* WHAT YOU SHOULD DO: Rewrite these lines with every "upper glass cabinet" switched to "top glass cabinet", changing nothing else.

::: GIVEN RECORDS

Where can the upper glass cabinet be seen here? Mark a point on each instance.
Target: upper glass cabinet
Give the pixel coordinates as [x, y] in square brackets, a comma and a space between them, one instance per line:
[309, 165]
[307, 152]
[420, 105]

::::::

* ANSWER TO THE PROBLEM:
Where can the top glass cabinet be seen here? Mark a point on each instance.
Target: top glass cabinet
Give the pixel coordinates as [x, y] in square brackets, a comma and a space between them, one instance per line:
[309, 165]
[307, 152]
[420, 105]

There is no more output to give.